> Provided passage
⁂
Facebook’s new workplace productivity platform aims to challenge companies like Slack. How does it compare?

Reading Time:9 mins November 3, 2016

No matter what type of environment you work in, communication with your peers is vital. If you can’t quickly convey information to each other, productive collaboration is almost impossible. In order to encourage open interactions, most companies use some kind of workplace communication software.

After all, technology and software have greatly impacted how we interact with one another in our social lives, so why wouldn’t they play a role at the office as well?

As this demand grows, so do the companies building the software. For the past two years, workplace collaboration software has been dominated by Slack. Its sleek interface, smart branding, and user-friendly mobile integration have ingratiated it to businesses across a variety of industries.

Facebook, on the other hand, has played a major role in our social interactions for about a decade. Up to this point, most instances of employees using it at work were considered detractions from productivity, not enhancements. That might soon be changing, as the social giant rolled out its new office communication feature: Workplace. The move is the latest example of Facebook trying to thwart the influence of newer upstarts in the tech world by expanding its functionality.

Slack

Slack launched in August of 2013 and really took off about a year later, when it jumped from 16,000 to 140,000 daily active users.
⁂
> Raw data

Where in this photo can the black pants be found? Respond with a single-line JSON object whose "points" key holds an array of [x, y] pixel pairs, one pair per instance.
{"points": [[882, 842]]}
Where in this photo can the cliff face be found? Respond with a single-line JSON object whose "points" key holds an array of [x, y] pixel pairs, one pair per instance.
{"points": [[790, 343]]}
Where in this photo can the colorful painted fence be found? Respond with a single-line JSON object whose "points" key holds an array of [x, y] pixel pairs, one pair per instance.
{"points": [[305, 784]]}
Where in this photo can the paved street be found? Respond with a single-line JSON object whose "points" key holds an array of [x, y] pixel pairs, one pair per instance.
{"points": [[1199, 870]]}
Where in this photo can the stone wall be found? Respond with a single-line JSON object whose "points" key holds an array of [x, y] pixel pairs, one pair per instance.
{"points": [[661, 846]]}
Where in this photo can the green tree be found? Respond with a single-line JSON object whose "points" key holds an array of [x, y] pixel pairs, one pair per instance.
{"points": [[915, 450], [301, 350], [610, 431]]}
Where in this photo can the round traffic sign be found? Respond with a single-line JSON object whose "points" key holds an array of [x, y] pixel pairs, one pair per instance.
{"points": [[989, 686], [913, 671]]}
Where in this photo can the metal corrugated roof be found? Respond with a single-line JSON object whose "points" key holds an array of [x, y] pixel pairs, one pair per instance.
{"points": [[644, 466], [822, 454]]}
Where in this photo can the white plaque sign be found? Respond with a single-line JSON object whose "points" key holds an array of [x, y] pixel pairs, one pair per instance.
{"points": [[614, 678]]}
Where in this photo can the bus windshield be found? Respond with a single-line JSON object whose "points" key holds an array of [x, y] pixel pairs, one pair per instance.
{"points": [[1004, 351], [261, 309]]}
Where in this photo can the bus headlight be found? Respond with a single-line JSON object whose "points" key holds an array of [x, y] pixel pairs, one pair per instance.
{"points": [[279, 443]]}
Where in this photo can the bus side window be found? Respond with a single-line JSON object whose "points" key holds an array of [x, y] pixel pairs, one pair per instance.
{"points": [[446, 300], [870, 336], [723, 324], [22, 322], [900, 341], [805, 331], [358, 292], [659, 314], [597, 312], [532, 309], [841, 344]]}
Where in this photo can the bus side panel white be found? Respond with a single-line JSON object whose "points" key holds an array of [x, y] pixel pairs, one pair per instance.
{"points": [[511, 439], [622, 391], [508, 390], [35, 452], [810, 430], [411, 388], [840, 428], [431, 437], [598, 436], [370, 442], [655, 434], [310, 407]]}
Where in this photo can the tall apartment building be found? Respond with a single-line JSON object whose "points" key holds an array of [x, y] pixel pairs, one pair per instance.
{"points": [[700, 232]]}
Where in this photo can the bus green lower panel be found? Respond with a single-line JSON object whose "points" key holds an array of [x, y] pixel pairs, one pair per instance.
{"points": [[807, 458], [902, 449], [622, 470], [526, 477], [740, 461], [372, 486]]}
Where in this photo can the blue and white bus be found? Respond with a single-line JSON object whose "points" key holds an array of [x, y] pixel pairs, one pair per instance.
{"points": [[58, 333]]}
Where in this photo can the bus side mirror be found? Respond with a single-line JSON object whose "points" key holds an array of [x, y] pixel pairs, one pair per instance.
⁂
> Challenge 1
From the article on Facebook's Workplace, extract the passage starting at "After all, technology" and ending at "variety of industries.".
> Challenge 2
Answer these questions using the article on Facebook's Workplace.
(a) What is the name of Facebook's new office communication feature?
(b) According to the article, for how long has workplace collaboration software been dominated by Slack?
(c) In what month and year did Slack launch?
The items aren't needed here.

> Answer 1
After all, technology and software have greatly impacted how we interact with one another in our social lives, so why wouldn’t they play a role at the office as well?

As this demand grows, so do the companies building the software. For the past two years, workplace collaboration software has been dominated by Slack. Its sleek interface, smart branding, and user-friendly mobile integration have ingratiated it to businesses across a variety of industries.

> Answer 2
(a) Workplace
(b) For the past two years
(c) August of 2013